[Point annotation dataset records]
---

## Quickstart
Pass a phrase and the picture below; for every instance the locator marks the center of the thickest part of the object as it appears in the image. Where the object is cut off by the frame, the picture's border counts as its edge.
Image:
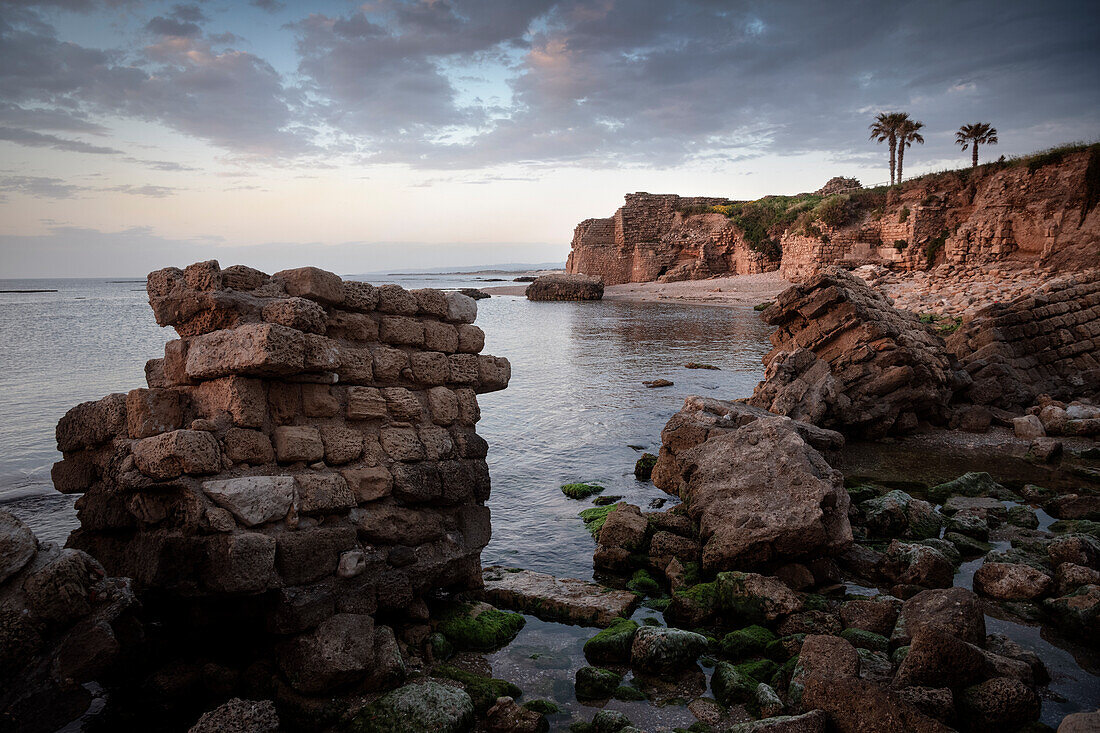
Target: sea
(575, 409)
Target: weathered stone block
(253, 500)
(169, 455)
(298, 442)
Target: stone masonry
(306, 450)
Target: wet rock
(427, 706)
(567, 600)
(507, 717)
(956, 611)
(565, 287)
(239, 715)
(657, 648)
(1011, 582)
(759, 493)
(997, 704)
(613, 644)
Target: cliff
(1038, 210)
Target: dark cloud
(33, 139)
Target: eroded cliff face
(1037, 211)
(663, 237)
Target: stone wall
(662, 238)
(1047, 342)
(307, 447)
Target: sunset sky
(430, 133)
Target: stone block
(153, 412)
(342, 445)
(254, 349)
(296, 313)
(430, 368)
(440, 337)
(239, 562)
(245, 446)
(369, 483)
(400, 330)
(314, 283)
(365, 403)
(253, 500)
(298, 442)
(171, 455)
(403, 404)
(319, 493)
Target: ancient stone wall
(664, 238)
(307, 441)
(1047, 342)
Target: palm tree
(979, 133)
(883, 129)
(908, 133)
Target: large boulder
(846, 359)
(759, 492)
(565, 287)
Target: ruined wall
(308, 441)
(658, 238)
(1047, 342)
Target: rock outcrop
(757, 487)
(565, 287)
(846, 359)
(1044, 342)
(303, 459)
(63, 623)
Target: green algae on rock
(480, 627)
(581, 490)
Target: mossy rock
(748, 642)
(581, 490)
(628, 693)
(594, 518)
(485, 631)
(426, 706)
(866, 639)
(542, 707)
(482, 690)
(612, 645)
(642, 583)
(644, 467)
(596, 682)
(606, 500)
(730, 686)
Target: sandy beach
(736, 291)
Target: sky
(432, 133)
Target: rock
(998, 704)
(846, 359)
(18, 545)
(595, 684)
(240, 715)
(613, 644)
(760, 493)
(427, 706)
(956, 611)
(1027, 427)
(565, 287)
(565, 600)
(253, 500)
(1011, 582)
(658, 648)
(507, 717)
(815, 721)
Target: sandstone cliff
(1038, 210)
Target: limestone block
(253, 500)
(169, 455)
(255, 349)
(298, 442)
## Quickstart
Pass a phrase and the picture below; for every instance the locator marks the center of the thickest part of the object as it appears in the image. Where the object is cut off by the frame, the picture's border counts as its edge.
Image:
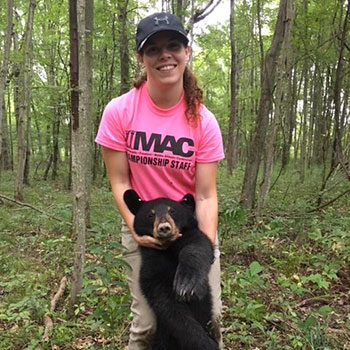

---

## Stated problem
Could you lay out the lines of the records above as a Markdown table with the columns Row and Line, one numbered row per line, skipping blank lines? Leave the pictures out of the answer.

## Final result
| Row | Line |
|---|---|
| 1 | ## Quickstart |
| 2 | Pass a phrase and the picture below; for every instance the locator marks the center of the thickest part of the object as it appears in the image. Where the object is cut off by the frame, the picture's border counts as its edge. |
| 3 | Image: |
| 4 | Target: sea |
| 5 | (575, 409) |
| 6 | Target: weathered stone block |
| 7 | (253, 500) |
| 8 | (169, 455) |
| 9 | (298, 442) |
| 10 | Target: stone masonry |
| 11 | (306, 450) |
| 12 | Target: wet rock |
| 13 | (427, 706) |
| 14 | (567, 600) |
| 15 | (507, 717) |
| 16 | (956, 611) |
| 17 | (565, 287) |
| 18 | (239, 715) |
| 19 | (657, 648) |
| 20 | (1011, 582) |
| 21 | (759, 493) |
| 22 | (997, 704) |
| 23 | (613, 644) |
| 24 | Target: cliff |
| 25 | (1038, 210) |
| 26 | Target: dark cloud |
| 27 | (33, 139) |
| 28 | Target: eroded cliff face |
| 29 | (1037, 211) |
| 30 | (663, 237) |
| 31 | Target: stone wall |
| 32 | (662, 238) |
| 33 | (1047, 342) |
| 34 | (307, 447) |
| 35 | Target: sunset sky |
| 36 | (430, 133) |
| 37 | Target: stone block |
| 38 | (153, 412) |
| 39 | (342, 445) |
| 40 | (254, 349) |
| 41 | (296, 313) |
| 42 | (430, 368) |
| 43 | (440, 337) |
| 44 | (239, 562) |
| 45 | (245, 446) |
| 46 | (369, 483) |
| 47 | (400, 330) |
| 48 | (314, 283) |
| 49 | (365, 403) |
| 50 | (253, 500) |
| 51 | (298, 442) |
| 52 | (171, 455) |
| 53 | (403, 404) |
| 54 | (319, 493) |
| 55 | Target: ancient stone wall |
| 56 | (664, 238) |
| 57 | (307, 441) |
| 58 | (1047, 342) |
| 59 | Target: palm tree |
| 60 | (979, 133) |
| 61 | (883, 129) |
| 62 | (908, 133) |
| 63 | Target: large boulder |
| 64 | (846, 359) |
| 65 | (759, 492) |
| 66 | (565, 287) |
| 67 | Target: ruined wall |
| 68 | (308, 441) |
| 69 | (658, 238) |
| 70 | (1047, 342) |
| 71 | Target: rock outcrop |
| 72 | (757, 487) |
| 73 | (565, 287) |
| 74 | (846, 359) |
| 75 | (1044, 342) |
| 76 | (303, 459) |
| 77 | (63, 623) |
| 78 | Target: green algae on rock |
| 79 | (480, 627) |
| 80 | (581, 490) |
| 81 | Target: mossy rock |
| 82 | (748, 642) |
| 83 | (581, 490) |
| 84 | (628, 693) |
| 85 | (594, 518) |
| 86 | (485, 631) |
| 87 | (426, 706) |
| 88 | (866, 639) |
| 89 | (542, 707) |
| 90 | (482, 690) |
| 91 | (612, 645) |
| 92 | (642, 583) |
| 93 | (644, 467) |
| 94 | (596, 682) |
| 95 | (606, 500) |
| 96 | (730, 686) |
| 97 | Target: sandy beach |
| 98 | (736, 291) |
| 99 | Target: sky |
| 100 | (432, 133) |
| 101 | Target: rock |
| 102 | (998, 704) |
| 103 | (846, 359) |
| 104 | (18, 545) |
| 105 | (595, 684) |
| 106 | (240, 715) |
| 107 | (613, 644) |
| 108 | (760, 493) |
| 109 | (427, 706) |
| 110 | (956, 611) |
| 111 | (1027, 427) |
| 112 | (565, 287) |
| 113 | (565, 600) |
| 114 | (253, 500) |
| 115 | (1011, 582) |
| 116 | (658, 648) |
| 117 | (507, 717) |
| 118 | (815, 721) |
| 119 | Target: sandstone cliff |
| 120 | (1038, 210) |
| 121 | Target: limestone block |
| 122 | (253, 500) |
| 123 | (169, 455) |
| 124 | (255, 349) |
| 125 | (298, 442) |
| 126 | ## Quickstart |
| 127 | Pass a phrase and the picture below; for every instance the locator marks the center of the thickest part of the object as it appears in the image. Where the object is cut off by the frame, the picture's border counts as its edge. |
| 128 | Image: |